Copy the lines of the listing below verbatim, starting at the line containing "of the orange" and ending at the close of the listing, both ends included.

━━━━━ DATA PROVIDED ━━━━━

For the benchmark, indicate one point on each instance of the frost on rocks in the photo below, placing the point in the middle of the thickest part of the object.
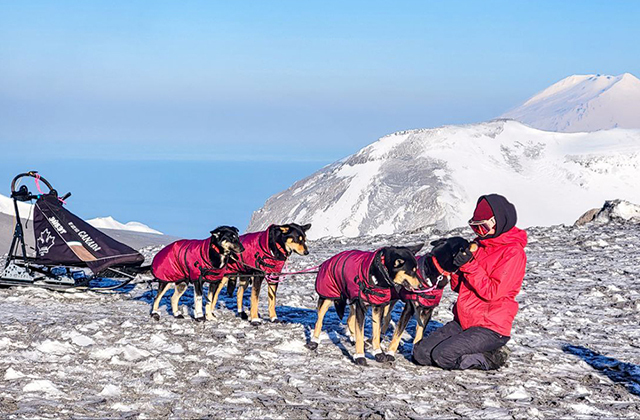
(574, 348)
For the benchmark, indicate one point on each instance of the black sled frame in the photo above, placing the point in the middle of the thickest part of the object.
(20, 269)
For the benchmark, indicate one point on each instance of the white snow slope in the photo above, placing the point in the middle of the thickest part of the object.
(432, 177)
(110, 223)
(6, 207)
(583, 103)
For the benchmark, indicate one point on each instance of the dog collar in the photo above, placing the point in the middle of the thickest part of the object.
(282, 250)
(442, 272)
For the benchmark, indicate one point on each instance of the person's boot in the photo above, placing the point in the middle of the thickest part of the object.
(497, 358)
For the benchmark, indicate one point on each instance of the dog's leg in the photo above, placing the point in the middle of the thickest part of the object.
(273, 288)
(323, 307)
(360, 311)
(163, 286)
(255, 295)
(197, 301)
(351, 325)
(377, 314)
(387, 316)
(424, 315)
(180, 288)
(211, 304)
(242, 286)
(407, 313)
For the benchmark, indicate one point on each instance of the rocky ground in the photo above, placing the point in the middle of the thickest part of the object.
(574, 349)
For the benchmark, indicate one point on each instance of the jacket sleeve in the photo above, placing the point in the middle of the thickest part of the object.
(505, 277)
(455, 282)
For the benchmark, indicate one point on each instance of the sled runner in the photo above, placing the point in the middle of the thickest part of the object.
(68, 253)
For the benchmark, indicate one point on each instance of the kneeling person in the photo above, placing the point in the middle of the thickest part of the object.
(487, 283)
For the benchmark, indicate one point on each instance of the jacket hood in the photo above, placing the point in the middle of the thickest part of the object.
(503, 211)
(513, 235)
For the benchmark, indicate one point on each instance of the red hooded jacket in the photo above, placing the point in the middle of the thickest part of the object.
(488, 284)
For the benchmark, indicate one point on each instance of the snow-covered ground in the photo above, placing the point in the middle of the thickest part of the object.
(575, 348)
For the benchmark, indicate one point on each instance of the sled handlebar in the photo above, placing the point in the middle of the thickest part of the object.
(33, 174)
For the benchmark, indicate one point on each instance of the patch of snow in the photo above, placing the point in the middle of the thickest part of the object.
(11, 374)
(42, 386)
(111, 223)
(54, 347)
(110, 391)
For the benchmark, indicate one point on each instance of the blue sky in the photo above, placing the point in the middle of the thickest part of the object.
(280, 81)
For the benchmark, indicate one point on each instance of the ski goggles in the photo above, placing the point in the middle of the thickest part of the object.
(482, 227)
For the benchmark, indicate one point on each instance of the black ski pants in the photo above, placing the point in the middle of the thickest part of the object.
(451, 347)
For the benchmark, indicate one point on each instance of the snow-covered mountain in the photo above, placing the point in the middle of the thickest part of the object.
(6, 207)
(110, 223)
(413, 179)
(583, 103)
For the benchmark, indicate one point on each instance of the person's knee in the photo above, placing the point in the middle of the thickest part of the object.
(422, 353)
(444, 358)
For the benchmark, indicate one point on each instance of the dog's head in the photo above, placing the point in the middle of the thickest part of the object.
(226, 239)
(401, 265)
(291, 237)
(444, 250)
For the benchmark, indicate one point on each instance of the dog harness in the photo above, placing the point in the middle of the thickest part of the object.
(187, 259)
(429, 297)
(257, 256)
(346, 276)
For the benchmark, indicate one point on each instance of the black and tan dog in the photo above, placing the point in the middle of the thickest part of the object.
(363, 279)
(434, 270)
(265, 255)
(193, 261)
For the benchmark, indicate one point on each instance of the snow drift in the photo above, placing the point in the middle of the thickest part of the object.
(612, 211)
(432, 177)
(583, 103)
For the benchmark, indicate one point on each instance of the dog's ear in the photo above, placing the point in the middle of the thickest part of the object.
(414, 248)
(438, 242)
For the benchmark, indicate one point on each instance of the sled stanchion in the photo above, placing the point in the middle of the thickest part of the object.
(65, 246)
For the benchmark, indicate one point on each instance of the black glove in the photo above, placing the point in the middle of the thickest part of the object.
(462, 257)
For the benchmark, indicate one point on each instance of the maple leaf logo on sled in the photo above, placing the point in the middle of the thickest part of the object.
(45, 242)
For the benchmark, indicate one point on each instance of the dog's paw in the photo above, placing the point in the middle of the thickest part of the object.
(360, 361)
(381, 357)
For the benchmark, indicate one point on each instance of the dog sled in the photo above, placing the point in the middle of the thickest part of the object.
(67, 253)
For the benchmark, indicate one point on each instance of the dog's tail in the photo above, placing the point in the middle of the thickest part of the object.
(231, 286)
(340, 306)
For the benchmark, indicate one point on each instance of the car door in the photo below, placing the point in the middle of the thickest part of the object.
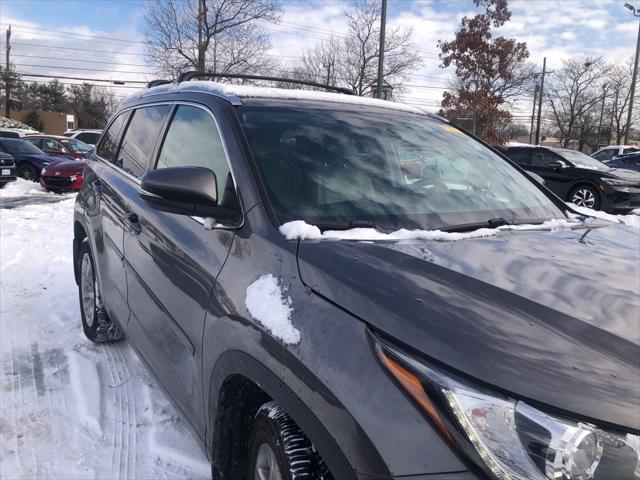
(172, 263)
(107, 211)
(546, 164)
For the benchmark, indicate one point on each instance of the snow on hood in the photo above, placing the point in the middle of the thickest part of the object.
(301, 230)
(250, 91)
(271, 307)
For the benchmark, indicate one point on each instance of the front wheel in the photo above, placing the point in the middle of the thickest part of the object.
(28, 172)
(97, 325)
(278, 450)
(585, 196)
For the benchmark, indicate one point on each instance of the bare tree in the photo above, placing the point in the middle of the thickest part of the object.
(490, 71)
(209, 35)
(618, 80)
(352, 61)
(572, 92)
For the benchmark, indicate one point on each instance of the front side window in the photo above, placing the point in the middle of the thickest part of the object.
(391, 170)
(193, 140)
(108, 147)
(88, 137)
(75, 145)
(140, 139)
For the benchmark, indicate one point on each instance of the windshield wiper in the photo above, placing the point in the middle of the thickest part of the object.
(468, 227)
(344, 225)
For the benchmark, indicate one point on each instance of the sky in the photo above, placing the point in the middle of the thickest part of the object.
(102, 39)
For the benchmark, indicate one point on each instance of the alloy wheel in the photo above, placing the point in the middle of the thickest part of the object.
(88, 285)
(267, 467)
(583, 197)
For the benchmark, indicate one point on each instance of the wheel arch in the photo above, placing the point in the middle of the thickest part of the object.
(239, 385)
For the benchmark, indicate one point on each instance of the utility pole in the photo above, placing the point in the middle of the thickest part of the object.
(7, 77)
(201, 50)
(633, 81)
(604, 96)
(540, 94)
(533, 112)
(383, 21)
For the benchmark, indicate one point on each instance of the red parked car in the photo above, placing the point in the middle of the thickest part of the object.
(65, 176)
(59, 145)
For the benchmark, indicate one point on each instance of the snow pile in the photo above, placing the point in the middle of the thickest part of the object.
(632, 219)
(20, 188)
(69, 408)
(268, 305)
(301, 230)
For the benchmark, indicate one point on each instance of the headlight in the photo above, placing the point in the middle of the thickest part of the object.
(507, 438)
(616, 182)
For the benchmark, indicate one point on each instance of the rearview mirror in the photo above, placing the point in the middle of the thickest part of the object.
(183, 190)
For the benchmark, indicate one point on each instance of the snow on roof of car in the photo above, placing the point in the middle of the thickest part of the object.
(250, 91)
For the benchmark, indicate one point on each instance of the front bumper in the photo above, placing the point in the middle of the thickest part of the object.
(623, 198)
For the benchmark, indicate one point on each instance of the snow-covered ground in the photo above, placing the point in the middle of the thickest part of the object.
(71, 409)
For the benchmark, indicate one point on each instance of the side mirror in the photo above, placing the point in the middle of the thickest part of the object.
(537, 178)
(556, 165)
(183, 190)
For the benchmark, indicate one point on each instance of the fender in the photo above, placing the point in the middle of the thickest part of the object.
(239, 363)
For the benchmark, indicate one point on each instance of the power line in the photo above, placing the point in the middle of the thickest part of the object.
(57, 47)
(41, 75)
(66, 32)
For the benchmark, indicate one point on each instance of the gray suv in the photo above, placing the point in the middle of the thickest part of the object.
(335, 287)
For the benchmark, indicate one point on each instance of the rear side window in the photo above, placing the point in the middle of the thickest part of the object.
(193, 140)
(140, 139)
(109, 145)
(88, 137)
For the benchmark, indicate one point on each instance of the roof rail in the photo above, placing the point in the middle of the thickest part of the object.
(186, 76)
(155, 83)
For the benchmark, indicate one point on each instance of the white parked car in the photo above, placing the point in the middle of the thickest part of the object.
(607, 153)
(16, 132)
(86, 135)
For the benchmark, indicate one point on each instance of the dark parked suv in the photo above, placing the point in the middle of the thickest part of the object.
(334, 287)
(579, 178)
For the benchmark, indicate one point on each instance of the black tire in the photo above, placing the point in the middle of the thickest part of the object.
(295, 455)
(97, 325)
(585, 196)
(28, 172)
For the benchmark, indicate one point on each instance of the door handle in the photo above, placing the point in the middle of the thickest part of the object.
(132, 223)
(97, 185)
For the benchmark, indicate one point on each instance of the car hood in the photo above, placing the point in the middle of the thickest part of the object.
(38, 158)
(552, 317)
(66, 167)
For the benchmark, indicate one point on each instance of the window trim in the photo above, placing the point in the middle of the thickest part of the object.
(158, 147)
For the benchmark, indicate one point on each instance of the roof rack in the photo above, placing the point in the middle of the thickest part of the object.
(186, 76)
(155, 83)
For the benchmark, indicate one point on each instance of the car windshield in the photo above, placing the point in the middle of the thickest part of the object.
(75, 145)
(20, 146)
(580, 159)
(385, 169)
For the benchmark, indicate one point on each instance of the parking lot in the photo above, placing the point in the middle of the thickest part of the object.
(71, 409)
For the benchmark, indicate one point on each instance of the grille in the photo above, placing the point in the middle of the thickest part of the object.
(57, 181)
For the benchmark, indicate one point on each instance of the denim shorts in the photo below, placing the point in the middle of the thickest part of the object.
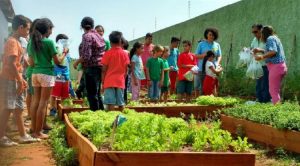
(185, 86)
(8, 95)
(114, 96)
(198, 81)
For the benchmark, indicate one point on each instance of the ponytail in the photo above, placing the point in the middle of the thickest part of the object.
(208, 55)
(136, 46)
(41, 28)
(36, 38)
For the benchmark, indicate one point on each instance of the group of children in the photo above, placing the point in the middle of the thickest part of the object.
(159, 68)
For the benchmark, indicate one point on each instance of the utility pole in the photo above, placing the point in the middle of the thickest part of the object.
(133, 31)
(189, 9)
(155, 23)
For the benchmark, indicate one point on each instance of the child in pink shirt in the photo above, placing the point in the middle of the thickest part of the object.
(115, 62)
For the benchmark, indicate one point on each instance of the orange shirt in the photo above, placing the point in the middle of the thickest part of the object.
(12, 48)
(116, 60)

━━━━━

PROBLEM SOLUTION
For the benchmark, indicate one point on each instance of the orange shirt in the photo above, placing the point in the middle of the thickest part of the object.
(12, 48)
(116, 60)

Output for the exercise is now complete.